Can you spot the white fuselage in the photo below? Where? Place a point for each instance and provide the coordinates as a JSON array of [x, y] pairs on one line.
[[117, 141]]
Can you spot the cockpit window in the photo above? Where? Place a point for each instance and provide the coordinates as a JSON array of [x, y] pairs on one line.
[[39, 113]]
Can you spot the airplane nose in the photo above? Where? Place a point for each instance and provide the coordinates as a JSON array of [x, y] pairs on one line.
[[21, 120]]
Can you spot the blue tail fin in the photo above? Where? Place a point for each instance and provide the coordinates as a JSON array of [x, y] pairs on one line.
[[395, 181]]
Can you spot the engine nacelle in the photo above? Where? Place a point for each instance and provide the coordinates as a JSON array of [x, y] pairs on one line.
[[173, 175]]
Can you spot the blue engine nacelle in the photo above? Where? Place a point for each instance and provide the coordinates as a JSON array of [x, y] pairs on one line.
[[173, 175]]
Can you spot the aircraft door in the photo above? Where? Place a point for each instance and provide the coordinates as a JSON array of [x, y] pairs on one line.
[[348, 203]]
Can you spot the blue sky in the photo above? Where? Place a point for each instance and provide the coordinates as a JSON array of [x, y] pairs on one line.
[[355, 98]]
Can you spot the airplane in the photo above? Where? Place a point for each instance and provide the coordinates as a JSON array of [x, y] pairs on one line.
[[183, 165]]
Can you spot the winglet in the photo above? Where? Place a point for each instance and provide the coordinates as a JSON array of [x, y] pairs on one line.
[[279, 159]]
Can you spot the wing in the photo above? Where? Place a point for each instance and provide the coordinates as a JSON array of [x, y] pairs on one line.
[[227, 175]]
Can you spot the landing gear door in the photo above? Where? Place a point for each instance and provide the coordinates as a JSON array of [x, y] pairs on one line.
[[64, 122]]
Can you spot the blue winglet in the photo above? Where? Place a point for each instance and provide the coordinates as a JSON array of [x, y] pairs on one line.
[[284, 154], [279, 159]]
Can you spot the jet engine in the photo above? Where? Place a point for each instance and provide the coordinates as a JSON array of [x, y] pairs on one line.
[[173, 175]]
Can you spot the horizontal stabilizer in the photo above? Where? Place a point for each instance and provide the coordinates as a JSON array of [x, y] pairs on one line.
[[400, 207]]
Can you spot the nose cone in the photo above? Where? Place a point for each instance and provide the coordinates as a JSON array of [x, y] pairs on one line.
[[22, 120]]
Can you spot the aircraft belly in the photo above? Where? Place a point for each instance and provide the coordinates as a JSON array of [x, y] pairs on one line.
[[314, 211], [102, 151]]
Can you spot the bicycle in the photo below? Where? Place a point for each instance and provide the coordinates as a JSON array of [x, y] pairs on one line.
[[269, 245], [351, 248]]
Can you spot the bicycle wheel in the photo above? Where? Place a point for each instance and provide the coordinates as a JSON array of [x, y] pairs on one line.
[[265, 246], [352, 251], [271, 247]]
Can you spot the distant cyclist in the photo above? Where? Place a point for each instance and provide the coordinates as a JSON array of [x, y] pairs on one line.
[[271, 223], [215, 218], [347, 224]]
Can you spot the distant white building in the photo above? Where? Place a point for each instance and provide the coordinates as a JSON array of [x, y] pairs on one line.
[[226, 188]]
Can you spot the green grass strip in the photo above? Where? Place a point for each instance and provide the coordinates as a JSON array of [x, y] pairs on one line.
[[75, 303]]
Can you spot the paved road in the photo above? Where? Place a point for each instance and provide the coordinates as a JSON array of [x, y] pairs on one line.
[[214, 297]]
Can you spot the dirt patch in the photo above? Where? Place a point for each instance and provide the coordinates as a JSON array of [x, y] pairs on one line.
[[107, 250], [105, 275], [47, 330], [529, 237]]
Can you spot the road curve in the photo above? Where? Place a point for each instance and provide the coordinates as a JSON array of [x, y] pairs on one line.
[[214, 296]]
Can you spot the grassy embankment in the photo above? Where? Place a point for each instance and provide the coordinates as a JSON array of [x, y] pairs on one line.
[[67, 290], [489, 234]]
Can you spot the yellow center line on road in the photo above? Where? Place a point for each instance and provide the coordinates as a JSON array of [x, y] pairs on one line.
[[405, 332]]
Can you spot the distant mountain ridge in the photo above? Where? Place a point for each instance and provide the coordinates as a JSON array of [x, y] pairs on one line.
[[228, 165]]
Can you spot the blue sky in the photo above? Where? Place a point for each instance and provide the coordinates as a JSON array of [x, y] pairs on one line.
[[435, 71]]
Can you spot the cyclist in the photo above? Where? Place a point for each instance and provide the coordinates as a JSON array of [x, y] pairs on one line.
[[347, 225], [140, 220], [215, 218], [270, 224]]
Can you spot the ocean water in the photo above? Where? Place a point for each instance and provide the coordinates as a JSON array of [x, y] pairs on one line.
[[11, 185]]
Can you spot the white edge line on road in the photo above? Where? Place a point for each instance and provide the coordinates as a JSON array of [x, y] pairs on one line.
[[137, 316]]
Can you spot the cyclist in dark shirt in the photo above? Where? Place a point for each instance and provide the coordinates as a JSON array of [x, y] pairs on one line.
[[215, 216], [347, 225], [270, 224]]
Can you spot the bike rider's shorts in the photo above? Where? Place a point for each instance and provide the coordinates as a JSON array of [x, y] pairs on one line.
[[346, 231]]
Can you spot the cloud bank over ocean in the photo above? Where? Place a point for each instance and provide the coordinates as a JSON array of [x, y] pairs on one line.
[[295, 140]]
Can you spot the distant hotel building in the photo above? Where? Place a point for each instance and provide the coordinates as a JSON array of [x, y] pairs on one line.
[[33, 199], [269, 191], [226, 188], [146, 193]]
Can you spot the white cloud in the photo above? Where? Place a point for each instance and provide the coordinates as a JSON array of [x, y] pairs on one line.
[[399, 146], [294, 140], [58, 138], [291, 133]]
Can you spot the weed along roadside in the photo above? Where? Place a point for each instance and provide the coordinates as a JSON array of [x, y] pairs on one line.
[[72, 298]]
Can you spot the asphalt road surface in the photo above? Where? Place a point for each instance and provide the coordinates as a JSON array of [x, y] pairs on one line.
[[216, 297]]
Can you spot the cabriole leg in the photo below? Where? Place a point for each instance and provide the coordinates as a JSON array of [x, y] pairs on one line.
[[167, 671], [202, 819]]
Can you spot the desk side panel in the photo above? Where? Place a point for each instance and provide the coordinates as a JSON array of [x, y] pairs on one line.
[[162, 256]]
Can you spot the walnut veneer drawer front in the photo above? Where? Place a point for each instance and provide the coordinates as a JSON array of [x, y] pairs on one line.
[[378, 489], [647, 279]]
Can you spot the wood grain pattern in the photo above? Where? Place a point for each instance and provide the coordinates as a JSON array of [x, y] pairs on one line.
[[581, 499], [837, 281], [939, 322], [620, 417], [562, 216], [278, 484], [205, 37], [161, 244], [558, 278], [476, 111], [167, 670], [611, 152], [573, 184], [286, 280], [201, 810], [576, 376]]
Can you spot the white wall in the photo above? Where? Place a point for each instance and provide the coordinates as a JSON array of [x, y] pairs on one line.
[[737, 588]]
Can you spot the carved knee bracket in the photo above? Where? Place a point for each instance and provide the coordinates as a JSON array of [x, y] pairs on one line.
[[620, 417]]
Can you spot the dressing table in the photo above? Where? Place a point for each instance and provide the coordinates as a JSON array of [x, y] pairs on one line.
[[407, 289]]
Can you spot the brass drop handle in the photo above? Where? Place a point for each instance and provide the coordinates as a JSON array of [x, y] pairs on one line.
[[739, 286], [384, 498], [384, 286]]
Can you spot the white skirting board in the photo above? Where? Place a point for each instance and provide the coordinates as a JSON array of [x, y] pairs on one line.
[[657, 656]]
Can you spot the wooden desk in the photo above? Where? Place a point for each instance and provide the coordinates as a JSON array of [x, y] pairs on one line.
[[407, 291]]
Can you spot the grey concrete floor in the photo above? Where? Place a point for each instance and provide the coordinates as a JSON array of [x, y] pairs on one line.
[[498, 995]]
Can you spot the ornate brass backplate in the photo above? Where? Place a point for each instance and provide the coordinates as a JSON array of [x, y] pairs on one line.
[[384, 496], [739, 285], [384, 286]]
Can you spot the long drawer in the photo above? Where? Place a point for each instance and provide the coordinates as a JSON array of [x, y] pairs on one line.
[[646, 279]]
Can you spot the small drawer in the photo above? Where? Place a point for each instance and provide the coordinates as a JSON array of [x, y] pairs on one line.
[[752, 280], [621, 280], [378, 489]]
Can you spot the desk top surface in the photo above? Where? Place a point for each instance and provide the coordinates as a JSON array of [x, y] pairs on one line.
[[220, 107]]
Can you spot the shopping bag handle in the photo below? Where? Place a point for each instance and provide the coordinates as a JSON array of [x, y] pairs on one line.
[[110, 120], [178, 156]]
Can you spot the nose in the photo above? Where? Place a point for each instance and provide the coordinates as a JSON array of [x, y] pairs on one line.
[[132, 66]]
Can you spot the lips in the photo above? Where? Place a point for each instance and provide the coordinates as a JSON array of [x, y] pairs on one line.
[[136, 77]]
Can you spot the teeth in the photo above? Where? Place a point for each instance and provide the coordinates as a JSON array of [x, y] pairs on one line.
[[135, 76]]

--------

§ WORK REQUIRED: Your output should be the lines from the one with "Can you spot the teeth" through the end of the records above, copied exactly.

§ WORKED SOLUTION:
Can you spot the teeth in the photo above? Where? Place a point for each instance and provide the coordinates as a JSON array of [x, y] pairs on one line.
[[135, 76]]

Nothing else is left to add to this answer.